PASSAGE GIVEN
——————

I'm sure it does, as I have no idea what that is/was. I stopped working on
SCCS around 1975 or 1976, about when the IEEE paper was presented.

--Marc

On Wed, Feb 1, 2017 at 12:11 PM, Steve Johnson <scj at yaccman.com> wrote:

> I can't speak for the dates, but Ken did a hack to the OS to interface
> with his Chess machine.  Recall that all the I/O on the PDP-11 was memory
> mapped, so as I recall he simply mapped a piece of kernel memory into user
> space.  Was never privvy to the details.
>
> I do remember a conversation with Dennis about semaphores, though.  He
> mentioned that no less than five groups inside of Bell Labs had hacked
> semaphores into the kernel.  Each group did it differently.  He thought
> they were all a bad idea -- his argument was, "what do you do if a process
> sets a semaphore and then dies?  It's pretty clear that either releasing
> the semaphore or leaving it set would be catastrophic in some cases."
>
> (Of course there were other similar problems, such as a process closing
> its files and dying, and then the kernel discovering that the disc was
> full.   Luckily, these days, the disc rarely gets full...)

——————

EXTRACTED RECORDS
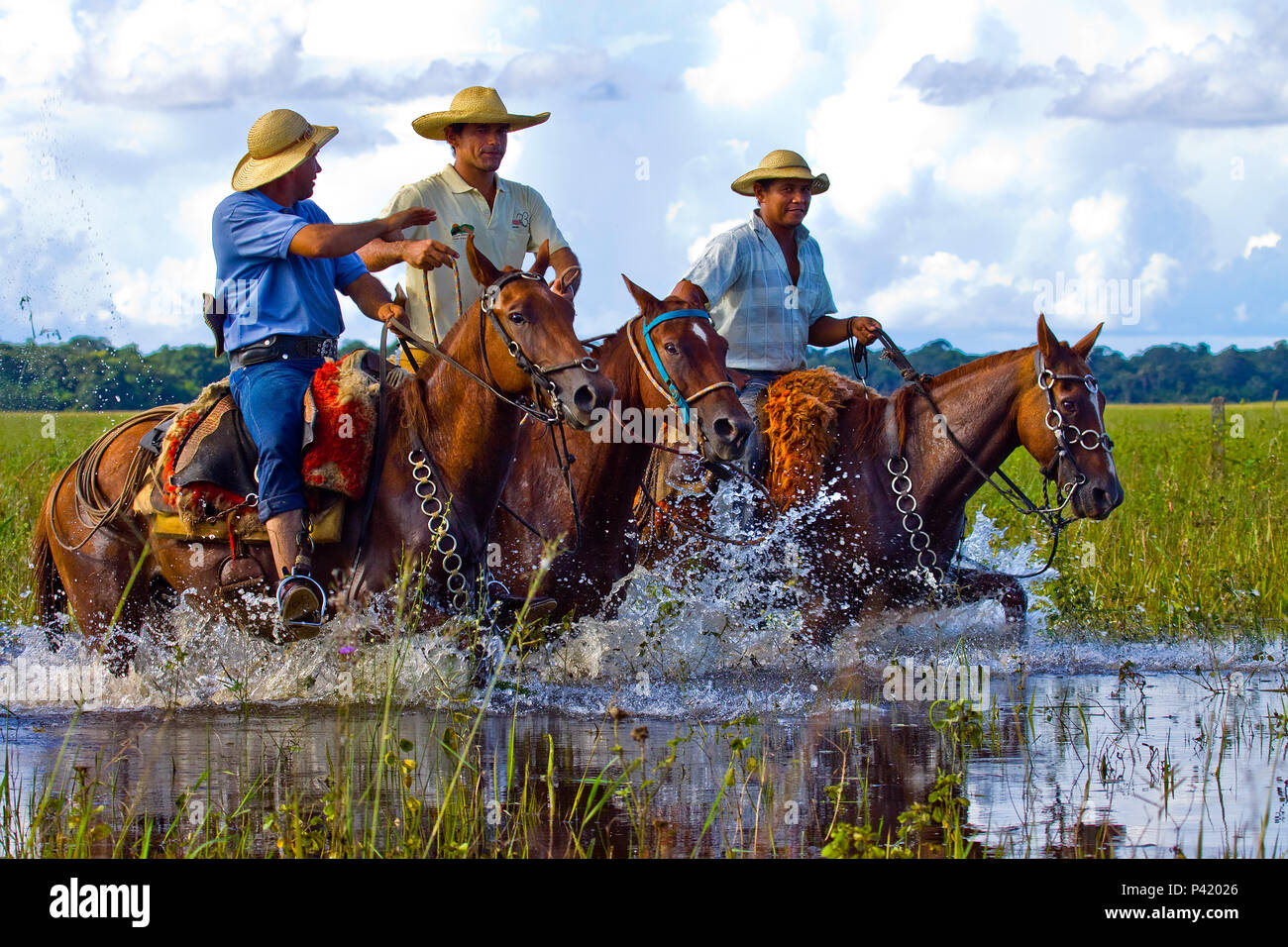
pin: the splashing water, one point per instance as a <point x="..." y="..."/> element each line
<point x="709" y="634"/>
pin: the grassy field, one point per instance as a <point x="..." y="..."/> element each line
<point x="34" y="449"/>
<point x="1194" y="551"/>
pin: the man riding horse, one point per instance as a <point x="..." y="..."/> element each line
<point x="765" y="287"/>
<point x="279" y="263"/>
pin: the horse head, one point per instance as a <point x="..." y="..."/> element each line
<point x="1061" y="424"/>
<point x="528" y="342"/>
<point x="682" y="361"/>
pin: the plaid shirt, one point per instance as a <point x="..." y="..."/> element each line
<point x="754" y="303"/>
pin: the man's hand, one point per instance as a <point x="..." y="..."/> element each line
<point x="864" y="329"/>
<point x="390" y="312"/>
<point x="428" y="254"/>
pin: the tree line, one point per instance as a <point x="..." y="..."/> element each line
<point x="88" y="373"/>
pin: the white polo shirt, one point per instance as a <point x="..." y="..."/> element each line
<point x="516" y="223"/>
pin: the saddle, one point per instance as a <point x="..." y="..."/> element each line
<point x="206" y="460"/>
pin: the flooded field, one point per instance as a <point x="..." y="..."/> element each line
<point x="695" y="723"/>
<point x="975" y="742"/>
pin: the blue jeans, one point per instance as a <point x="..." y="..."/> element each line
<point x="270" y="397"/>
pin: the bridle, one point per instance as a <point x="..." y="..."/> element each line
<point x="1068" y="434"/>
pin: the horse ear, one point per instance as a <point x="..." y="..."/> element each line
<point x="542" y="263"/>
<point x="648" y="303"/>
<point x="1047" y="343"/>
<point x="484" y="273"/>
<point x="1082" y="348"/>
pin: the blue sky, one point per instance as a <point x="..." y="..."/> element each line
<point x="1098" y="159"/>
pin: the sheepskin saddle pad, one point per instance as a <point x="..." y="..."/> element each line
<point x="206" y="460"/>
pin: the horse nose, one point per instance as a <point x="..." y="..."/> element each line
<point x="589" y="395"/>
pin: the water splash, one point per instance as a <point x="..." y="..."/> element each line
<point x="709" y="642"/>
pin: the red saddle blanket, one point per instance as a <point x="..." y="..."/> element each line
<point x="207" y="460"/>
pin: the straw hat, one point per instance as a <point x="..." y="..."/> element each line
<point x="475" y="105"/>
<point x="781" y="163"/>
<point x="278" y="142"/>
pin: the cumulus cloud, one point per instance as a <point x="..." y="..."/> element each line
<point x="739" y="75"/>
<point x="1219" y="82"/>
<point x="1270" y="239"/>
<point x="956" y="82"/>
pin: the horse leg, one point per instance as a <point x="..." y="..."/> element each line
<point x="975" y="585"/>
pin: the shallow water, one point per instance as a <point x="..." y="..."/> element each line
<point x="1083" y="766"/>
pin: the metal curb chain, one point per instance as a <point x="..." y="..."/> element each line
<point x="903" y="493"/>
<point x="439" y="527"/>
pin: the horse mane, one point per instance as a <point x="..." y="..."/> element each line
<point x="803" y="415"/>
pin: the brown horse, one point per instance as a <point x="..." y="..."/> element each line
<point x="897" y="486"/>
<point x="610" y="459"/>
<point x="450" y="440"/>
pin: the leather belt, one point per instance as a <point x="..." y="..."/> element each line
<point x="277" y="348"/>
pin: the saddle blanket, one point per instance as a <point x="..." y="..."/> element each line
<point x="206" y="460"/>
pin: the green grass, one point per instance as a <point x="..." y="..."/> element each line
<point x="1196" y="549"/>
<point x="34" y="449"/>
<point x="1192" y="552"/>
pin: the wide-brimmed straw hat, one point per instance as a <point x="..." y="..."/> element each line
<point x="278" y="142"/>
<point x="781" y="163"/>
<point x="477" y="105"/>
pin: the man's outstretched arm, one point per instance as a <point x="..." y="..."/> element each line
<point x="372" y="296"/>
<point x="340" y="240"/>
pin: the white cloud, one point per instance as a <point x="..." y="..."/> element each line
<point x="936" y="290"/>
<point x="741" y="75"/>
<point x="1270" y="240"/>
<point x="698" y="245"/>
<point x="1096" y="218"/>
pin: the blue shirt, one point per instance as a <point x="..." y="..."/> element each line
<point x="263" y="287"/>
<point x="754" y="303"/>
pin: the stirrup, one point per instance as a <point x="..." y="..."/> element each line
<point x="305" y="579"/>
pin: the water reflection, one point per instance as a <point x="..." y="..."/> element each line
<point x="1150" y="766"/>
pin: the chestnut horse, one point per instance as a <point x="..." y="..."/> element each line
<point x="661" y="365"/>
<point x="450" y="440"/>
<point x="898" y="483"/>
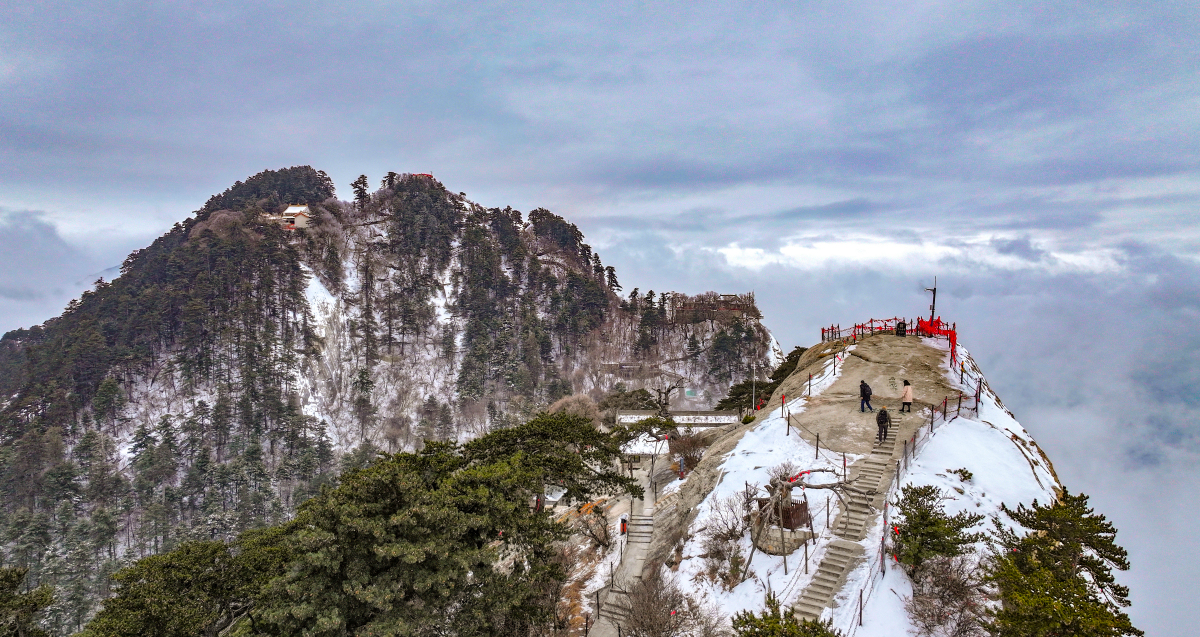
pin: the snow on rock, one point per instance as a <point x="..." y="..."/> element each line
<point x="1008" y="468"/>
<point x="763" y="448"/>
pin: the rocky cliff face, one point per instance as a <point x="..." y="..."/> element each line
<point x="237" y="365"/>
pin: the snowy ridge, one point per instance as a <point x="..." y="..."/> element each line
<point x="1007" y="466"/>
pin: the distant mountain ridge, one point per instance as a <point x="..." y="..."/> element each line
<point x="235" y="366"/>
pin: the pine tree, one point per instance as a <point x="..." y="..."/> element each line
<point x="611" y="274"/>
<point x="361" y="197"/>
<point x="19" y="611"/>
<point x="1057" y="580"/>
<point x="923" y="530"/>
<point x="773" y="623"/>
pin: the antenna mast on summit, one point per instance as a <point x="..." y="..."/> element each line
<point x="933" y="306"/>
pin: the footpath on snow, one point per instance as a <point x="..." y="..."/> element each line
<point x="844" y="572"/>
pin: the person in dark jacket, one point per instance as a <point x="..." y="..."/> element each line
<point x="883" y="420"/>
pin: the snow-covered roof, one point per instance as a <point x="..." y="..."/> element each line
<point x="694" y="419"/>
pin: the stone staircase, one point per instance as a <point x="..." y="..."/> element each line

——————

WHAT YOU ARE ASKED TO DO
Continue the email exchange about early Unix work at Bell Labs, picking up right after its final sentence.

FINAL RESULT
>
> Also, a comment from my own experience with AT&T marketing.  When I was
> responsible for the System V languages in Summit, I was told that a
> marketing group was staffed and that there was a person in charge of
> marketing the language products (at the time, C, Cfront (becoming C++),
> Fortran, Pascal, and Ada).  I set up a monthly meeting with this person.
> The meetings went on for over a year, but *I never met with the same
> person twice!*   It seemed that the only thing the marketing group knew
> how to do was reorganize the marketing group...
>
> At the time, a lot of people buying VAXes were running VMS because its
> FORTRAN was far better than UNIX F77 -- in particular, it had an
> optimizer.  I started a project to build an optimizer for FORTRAN, and
> staffed it with several very good people.  Every six weeks there would be
> an attempt to kill the project.  Each time I'd repeat the argument for
> doing it, and it would be saved.  We almost started to put these attempts
> to kill it on the calendar.  At no time did I get any feedback, positive or
> negative, from AT&T marketing.   When I left AT&T in early 1986, the
> optimizer, by now almost complete, was immediately killed again.    I was
> later told by one of my former team members that it was revived several
> months later and finally made it out.  And that the next year it was the
> best-selling add-on to System V.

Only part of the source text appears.